- **Task brief**:
Reproduce every line of the entries below verbatim, leaving out the pictures.

- **Given records**:

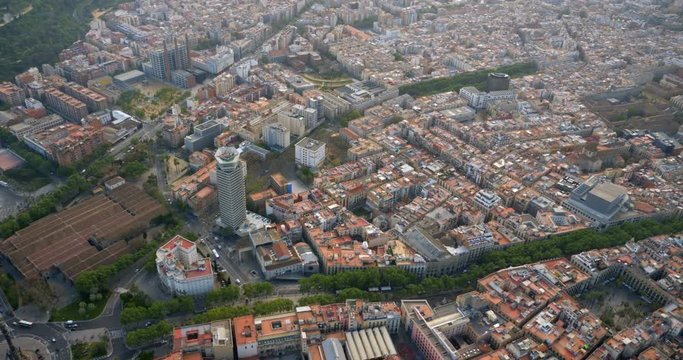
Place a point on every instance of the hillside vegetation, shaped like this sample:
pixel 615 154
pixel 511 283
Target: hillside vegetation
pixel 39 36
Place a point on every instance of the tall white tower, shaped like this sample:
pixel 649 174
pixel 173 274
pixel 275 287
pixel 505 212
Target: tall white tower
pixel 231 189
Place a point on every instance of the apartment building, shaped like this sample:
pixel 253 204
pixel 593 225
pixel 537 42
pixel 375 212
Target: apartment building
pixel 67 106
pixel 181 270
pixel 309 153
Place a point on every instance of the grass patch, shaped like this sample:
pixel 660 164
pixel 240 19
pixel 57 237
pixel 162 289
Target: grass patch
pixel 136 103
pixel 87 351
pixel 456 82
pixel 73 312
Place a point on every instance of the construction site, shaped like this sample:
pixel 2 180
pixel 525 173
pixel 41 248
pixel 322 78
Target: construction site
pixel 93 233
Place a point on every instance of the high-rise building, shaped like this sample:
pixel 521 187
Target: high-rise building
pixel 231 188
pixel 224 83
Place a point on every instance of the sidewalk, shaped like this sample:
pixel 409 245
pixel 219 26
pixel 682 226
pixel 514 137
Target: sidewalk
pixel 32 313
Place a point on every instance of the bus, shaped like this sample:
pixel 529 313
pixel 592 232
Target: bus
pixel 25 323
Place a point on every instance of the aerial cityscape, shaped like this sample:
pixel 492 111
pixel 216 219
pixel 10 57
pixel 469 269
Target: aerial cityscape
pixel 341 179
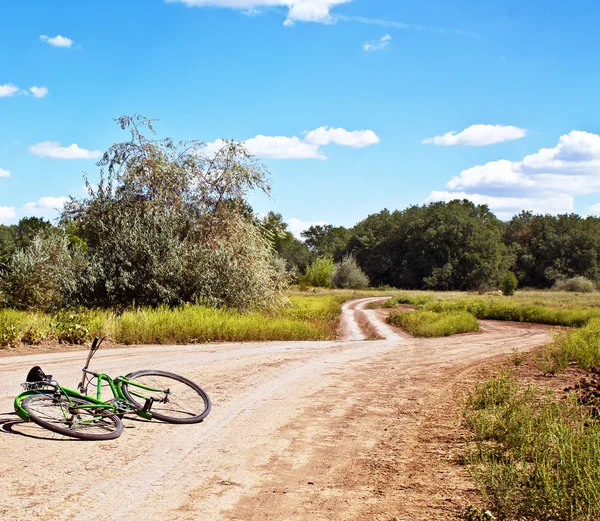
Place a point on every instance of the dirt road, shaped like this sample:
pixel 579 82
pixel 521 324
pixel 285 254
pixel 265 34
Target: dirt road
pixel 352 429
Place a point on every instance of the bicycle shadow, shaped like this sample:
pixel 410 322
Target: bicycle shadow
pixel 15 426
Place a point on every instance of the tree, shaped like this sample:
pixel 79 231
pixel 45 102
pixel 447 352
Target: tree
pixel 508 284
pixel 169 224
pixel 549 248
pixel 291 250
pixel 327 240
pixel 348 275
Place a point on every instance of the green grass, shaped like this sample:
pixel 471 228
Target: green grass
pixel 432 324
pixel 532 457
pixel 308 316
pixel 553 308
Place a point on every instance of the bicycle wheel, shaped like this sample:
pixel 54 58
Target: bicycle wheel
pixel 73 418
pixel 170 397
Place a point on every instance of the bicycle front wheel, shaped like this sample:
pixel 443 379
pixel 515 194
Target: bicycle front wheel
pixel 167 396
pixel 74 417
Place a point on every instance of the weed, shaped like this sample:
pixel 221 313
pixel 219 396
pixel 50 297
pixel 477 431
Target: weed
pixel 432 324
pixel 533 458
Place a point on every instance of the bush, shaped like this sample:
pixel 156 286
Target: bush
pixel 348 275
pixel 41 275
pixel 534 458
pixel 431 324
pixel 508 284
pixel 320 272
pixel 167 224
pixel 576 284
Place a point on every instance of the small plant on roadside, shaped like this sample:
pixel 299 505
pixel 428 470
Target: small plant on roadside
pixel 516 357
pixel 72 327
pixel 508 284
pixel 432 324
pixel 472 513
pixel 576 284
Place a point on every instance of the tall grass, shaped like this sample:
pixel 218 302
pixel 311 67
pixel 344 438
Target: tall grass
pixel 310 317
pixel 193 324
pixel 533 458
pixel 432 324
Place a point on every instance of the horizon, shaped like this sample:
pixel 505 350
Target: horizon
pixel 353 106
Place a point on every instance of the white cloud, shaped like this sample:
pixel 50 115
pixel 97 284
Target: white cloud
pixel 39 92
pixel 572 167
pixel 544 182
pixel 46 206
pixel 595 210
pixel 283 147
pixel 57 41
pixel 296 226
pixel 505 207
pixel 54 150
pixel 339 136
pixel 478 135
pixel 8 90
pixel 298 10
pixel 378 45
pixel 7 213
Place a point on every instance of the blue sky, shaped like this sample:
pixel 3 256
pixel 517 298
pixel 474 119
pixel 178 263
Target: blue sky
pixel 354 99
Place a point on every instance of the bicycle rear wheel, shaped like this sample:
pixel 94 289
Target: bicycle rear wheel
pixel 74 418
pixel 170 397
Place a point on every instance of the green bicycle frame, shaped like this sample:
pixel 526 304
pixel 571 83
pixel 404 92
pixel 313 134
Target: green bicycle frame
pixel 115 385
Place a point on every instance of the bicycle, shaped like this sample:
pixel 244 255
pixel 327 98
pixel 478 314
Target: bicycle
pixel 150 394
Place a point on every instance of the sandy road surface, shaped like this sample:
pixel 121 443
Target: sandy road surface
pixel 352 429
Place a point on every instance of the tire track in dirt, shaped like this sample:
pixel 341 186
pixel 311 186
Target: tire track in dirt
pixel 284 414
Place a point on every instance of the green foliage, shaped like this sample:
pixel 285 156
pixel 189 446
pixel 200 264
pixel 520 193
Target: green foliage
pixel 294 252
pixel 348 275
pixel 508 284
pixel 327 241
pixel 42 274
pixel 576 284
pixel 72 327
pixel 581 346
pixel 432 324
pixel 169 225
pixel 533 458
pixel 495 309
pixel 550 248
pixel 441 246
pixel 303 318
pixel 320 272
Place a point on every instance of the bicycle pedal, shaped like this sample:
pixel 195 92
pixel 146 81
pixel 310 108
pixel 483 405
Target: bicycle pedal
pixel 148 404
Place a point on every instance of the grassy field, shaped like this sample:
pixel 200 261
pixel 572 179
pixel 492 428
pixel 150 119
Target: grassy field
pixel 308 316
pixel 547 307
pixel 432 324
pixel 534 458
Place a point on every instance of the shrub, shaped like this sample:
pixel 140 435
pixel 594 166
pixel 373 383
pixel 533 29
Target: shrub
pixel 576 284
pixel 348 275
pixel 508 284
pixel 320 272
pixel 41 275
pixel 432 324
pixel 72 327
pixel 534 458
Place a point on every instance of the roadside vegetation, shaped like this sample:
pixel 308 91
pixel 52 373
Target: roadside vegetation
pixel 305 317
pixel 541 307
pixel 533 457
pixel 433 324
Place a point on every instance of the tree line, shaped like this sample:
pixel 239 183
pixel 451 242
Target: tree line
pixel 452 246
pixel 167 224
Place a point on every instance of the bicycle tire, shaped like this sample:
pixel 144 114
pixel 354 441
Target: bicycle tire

- **Exercise output**:
Place a point on every instance of the hillside vegetation, shaped like this sample:
pixel 615 154
pixel 511 283
Target: hillside vegetation
pixel 39 36
Place a point on every instance of the tall white tower, shaped like this sample:
pixel 649 174
pixel 173 274
pixel 275 287
pixel 505 212
Target: tall white tower
pixel 231 189
Place a point on every instance of the apartment building, shaped like this sample:
pixel 253 204
pixel 593 225
pixel 537 42
pixel 375 212
Target: apartment building
pixel 67 106
pixel 181 270
pixel 309 153
Place a point on every instance of the grass patch, shaped like this sample:
pixel 660 164
pixel 240 19
pixel 57 237
pixel 162 289
Target: grass patch
pixel 136 103
pixel 87 351
pixel 456 82
pixel 73 312
Place a point on every instance of the construction site, shaped like this sample:
pixel 2 180
pixel 525 173
pixel 41 248
pixel 322 78
Target: construction site
pixel 93 233
Place a point on every instance of the high-rise building, shaped like this sample:
pixel 521 187
Target: high-rise building
pixel 231 188
pixel 224 83
Place a point on every instance of the sidewalk, shaped like this sample:
pixel 409 245
pixel 219 26
pixel 682 226
pixel 514 137
Target: sidewalk
pixel 32 313
Place a point on every instance of the bus, shaped like this sample:
pixel 529 313
pixel 592 232
Target: bus
pixel 25 323
Place a point on every instance of the aerial cityscape, shaped like this sample:
pixel 492 111
pixel 216 219
pixel 10 57
pixel 469 269
Target: aerial cityscape
pixel 341 179
Place a point on every instance of the dirt road, shaped like this sample:
pixel 579 82
pixel 521 324
pixel 285 254
pixel 265 34
Target: dirt road
pixel 352 429
Place a point on every instance of the bicycle shadow, shaped like this sample:
pixel 410 322
Target: bicycle shadow
pixel 15 426
Place a point on every instance of the tree, shaped like this sample:
pixel 79 231
pixel 45 102
pixel 447 352
Target: tree
pixel 508 284
pixel 169 224
pixel 549 248
pixel 291 250
pixel 327 240
pixel 348 275
Place a point on every instance of the green grass, shaped like this sample:
pixel 471 228
Target: green grass
pixel 432 324
pixel 532 457
pixel 308 316
pixel 553 308
Place a point on every instance of the bicycle wheel, shaped like this sample:
pixel 54 58
Target: bicycle wheel
pixel 73 418
pixel 170 397
Place a point on every instance of the bicycle front wheel, shaped like this sample:
pixel 443 379
pixel 515 194
Target: bicycle front wheel
pixel 167 396
pixel 74 417
Place a point on every instance of the weed, shaped like this sample:
pixel 221 313
pixel 219 396
pixel 50 297
pixel 477 431
Target: weed
pixel 432 324
pixel 533 458
Place a point on every instance of the bush, shaped like this sample:
pixel 156 286
Target: bush
pixel 348 275
pixel 41 275
pixel 534 458
pixel 431 324
pixel 508 284
pixel 320 272
pixel 167 224
pixel 576 284
Place a point on every instance of the small plant on roadside, shaped like this sample:
pixel 299 505
pixel 428 470
Target: small plant on roadside
pixel 516 357
pixel 72 327
pixel 508 284
pixel 432 324
pixel 472 513
pixel 576 284
Place a point on every instance of the tall grass, shaped like this sample:
pixel 218 302
pixel 311 67
pixel 344 438
Target: tall grass
pixel 310 317
pixel 193 324
pixel 533 458
pixel 432 324
Place a point on every instance of the horizon, shaped like this sample:
pixel 505 350
Target: horizon
pixel 353 106
Place a point on every instance of the white cloud, shaped like this sample:
pixel 50 115
pixel 97 284
Target: white cloud
pixel 39 92
pixel 572 167
pixel 544 182
pixel 46 206
pixel 595 210
pixel 283 147
pixel 57 41
pixel 296 226
pixel 505 207
pixel 54 150
pixel 339 136
pixel 478 135
pixel 8 90
pixel 298 10
pixel 378 45
pixel 7 213
Place a point on every instance of the blue sky, shaped like this sample:
pixel 3 256
pixel 517 298
pixel 474 119
pixel 178 263
Target: blue sky
pixel 354 99
Place a point on every instance of the bicycle rear wheel, shaped like this sample:
pixel 94 289
Target: bicycle rear wheel
pixel 74 418
pixel 170 397
Place a point on every instance of the green bicycle frame, shaped like this sample:
pixel 526 304
pixel 571 83
pixel 404 92
pixel 313 134
Target: green bicycle frame
pixel 115 385
Place a point on every instance of the bicycle, shaped like this sample:
pixel 244 255
pixel 327 98
pixel 478 314
Target: bicycle
pixel 150 394
Place a point on every instance of the sandy road surface, shaped like this sample:
pixel 121 443
Target: sandy road surface
pixel 352 429
Place a point on every instance of the tire track in dirt, shaped like this sample:
pixel 341 186
pixel 311 186
Target: tire track in dirt
pixel 284 414
Place a point on every instance of the green foliage, shaped like this sample:
pixel 285 156
pixel 189 446
pixel 200 264
pixel 520 193
Target: green foliage
pixel 294 252
pixel 348 275
pixel 508 284
pixel 327 241
pixel 42 274
pixel 576 284
pixel 72 327
pixel 581 346
pixel 432 324
pixel 169 225
pixel 533 458
pixel 495 309
pixel 550 248
pixel 441 246
pixel 303 318
pixel 320 272
Place a point on every instance of the bicycle pedal, shaped like this sample:
pixel 195 92
pixel 146 81
pixel 310 108
pixel 483 405
Target: bicycle pedal
pixel 148 404
Place a point on every instance of the grassy field, shaped like this sample:
pixel 200 261
pixel 572 179
pixel 492 428
pixel 150 119
Target: grassy field
pixel 308 316
pixel 547 307
pixel 432 324
pixel 534 458
Place a point on every instance of the shrub, shaped like this sample:
pixel 140 435
pixel 594 166
pixel 373 383
pixel 533 29
Target: shrub
pixel 576 284
pixel 348 275
pixel 508 284
pixel 320 272
pixel 41 275
pixel 432 324
pixel 72 327
pixel 534 458
Place a point on every instance of the roadside vegetation, shaped like this sample:
pixel 308 91
pixel 52 373
Target: roadside vegetation
pixel 305 317
pixel 541 307
pixel 533 457
pixel 433 324
Place a point on every instance of the tree line, shaped like this sample:
pixel 239 183
pixel 451 242
Target: tree line
pixel 452 246
pixel 167 224
Place a point on every instance of the bicycle tire, shaped like this sample:
pixel 144 114
pixel 354 441
Target: bicycle tire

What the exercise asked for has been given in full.